Passage provided:
↓↓↓
No, no, going forward.
Oh, it was really just signaling that with Sun Streams 4, financial close of Sun Streams 4 and Serrano coming into that valuation, and then also the way that this is the independent valuer's methodology, not mine. So just carry it that way, and it's not how we run the business. But, just so you know, the way they do it is, once you roll into a new calendar year, they bring future projects into their valuation, because they're now closer and nearer to projects. So the progress in the pipeline comes into the valuation in a lumpy way, I think, is what I was trying to signal.
And so once you take those things into account, which we do when we look ahead, you should see over the year progress in the valuation consistent with our kind of target returns for this investment in that mid-teens plus territory. Is that clear?
Yeah.
Yeah.
Okay. And finally from me, on CDC, you know, strong demand out there in the market. Are you seeing an increase or impact from that in terms of contracted rates? And, with the existing contracts that you have, you know, how does the price escalation work? Is there any sort of market price escalation, or is it all sort of CPI linked?
Yeah. So new pricing doesn't affect existing contracts, on your second question. On the first one, we're continuing to see returns on invested capital remaining stable in line with our targets and historic trends. So if there is movement in pricing, that will be reflecting efficiencies in CapEx. But that is all very site-dependent type stuff. So we focus more on that return on invested capital staying stable, which currently we see that it is.
Okay, thank you. That's all for me.
Great. Thanks, Wade.
Thank you. Your next question comes from Aaron Ibbotson, from Forsyth Barr. Please go ahead.
Hi there. Good morning, and, again, thank you for some extra disclosure. My questions are primarily actually around One NZ. So first of all, my traditional question, was it free cash flow positive in the half? And if so, could you give us some sort of idea, roughly, of how much that was? Secondly, I believe at the capital increase, you sort of suggested that revenues would be up low single digits. I think the main point was something like 3% up year-over-year. I haven't seen any update of the revenues. I wanted to know, given that it was down a couple of percent in the half, what your expectations for the full year is with regards to One NZ revenues.
And then finally, Phillippa, you know, your last chance, if it's okay, if I probe a little bit more than what you suggested on, the EBITDA upgrade, because it's a little bit difficult to reconcile with, with the individual portfolio companies. So is it fair to say that it's primarily sort of a movement within the range of, One NZ and, CDC? Or is there something else? Because if I add up, you know, the other ones, I get to, at best, flat. Thank you.
↑↑↑
Work task 1: Reproduce verbatim the portion of the earnings call transcript between "And so once" and "of CPI linked?", inclusive.

Provided entries:
↓↓↓
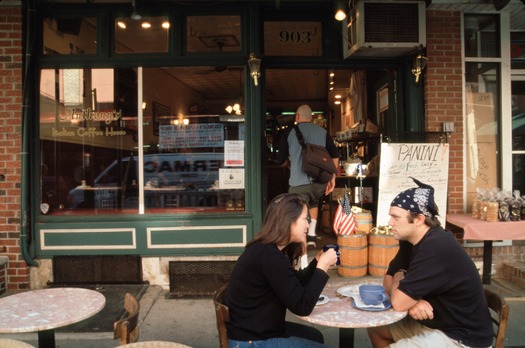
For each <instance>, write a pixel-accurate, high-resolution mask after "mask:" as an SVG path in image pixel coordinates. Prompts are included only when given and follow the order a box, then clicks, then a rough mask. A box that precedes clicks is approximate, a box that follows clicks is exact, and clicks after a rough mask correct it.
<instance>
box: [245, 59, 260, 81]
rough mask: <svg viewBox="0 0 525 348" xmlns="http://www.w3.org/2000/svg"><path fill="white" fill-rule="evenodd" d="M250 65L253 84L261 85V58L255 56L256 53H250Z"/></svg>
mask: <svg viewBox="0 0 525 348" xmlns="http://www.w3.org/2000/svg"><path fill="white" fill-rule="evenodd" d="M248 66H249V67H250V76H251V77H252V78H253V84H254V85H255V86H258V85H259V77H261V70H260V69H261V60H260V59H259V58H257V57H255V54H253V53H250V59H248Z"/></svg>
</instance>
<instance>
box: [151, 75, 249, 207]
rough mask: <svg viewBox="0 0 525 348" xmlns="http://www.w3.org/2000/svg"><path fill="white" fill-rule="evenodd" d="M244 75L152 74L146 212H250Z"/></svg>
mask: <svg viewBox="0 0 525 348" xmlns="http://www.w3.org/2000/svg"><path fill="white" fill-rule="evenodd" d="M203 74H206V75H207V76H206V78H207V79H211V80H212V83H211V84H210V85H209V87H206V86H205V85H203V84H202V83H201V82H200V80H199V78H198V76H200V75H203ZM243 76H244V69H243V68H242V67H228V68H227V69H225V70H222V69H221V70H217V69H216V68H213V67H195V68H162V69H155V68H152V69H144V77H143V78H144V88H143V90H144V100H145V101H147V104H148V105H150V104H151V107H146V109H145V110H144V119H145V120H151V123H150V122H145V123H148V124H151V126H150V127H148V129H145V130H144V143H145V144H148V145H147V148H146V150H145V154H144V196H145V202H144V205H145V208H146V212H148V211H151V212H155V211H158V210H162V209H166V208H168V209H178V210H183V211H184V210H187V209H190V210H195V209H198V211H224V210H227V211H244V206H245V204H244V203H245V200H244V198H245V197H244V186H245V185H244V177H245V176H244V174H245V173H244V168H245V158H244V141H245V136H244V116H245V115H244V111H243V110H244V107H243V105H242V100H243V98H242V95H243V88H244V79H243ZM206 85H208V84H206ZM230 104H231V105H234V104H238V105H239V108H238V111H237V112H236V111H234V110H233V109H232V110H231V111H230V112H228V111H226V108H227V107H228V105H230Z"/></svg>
↑↑↑
Work task 2: How many lines of the listing contain the string "high"? Give only the number.

Expected answer 1:
And so once you take those things into account, which we do when we look ahead, you should see over the year progress in the valuation consistent with our kind of target returns for this investment in that mid-teens plus territory. Is that clear?
Yeah.
Yeah.
Okay. And finally from me, on CDC, you know, strong demand out there in the market. Are you seeing an increase or impact from that in terms of contracted rates? And, with the existing contracts that you have, you know, how does the price escalation work? Is there any sort of market price escalation, or is it all sort of CPI linked?

Expected answer 2: 1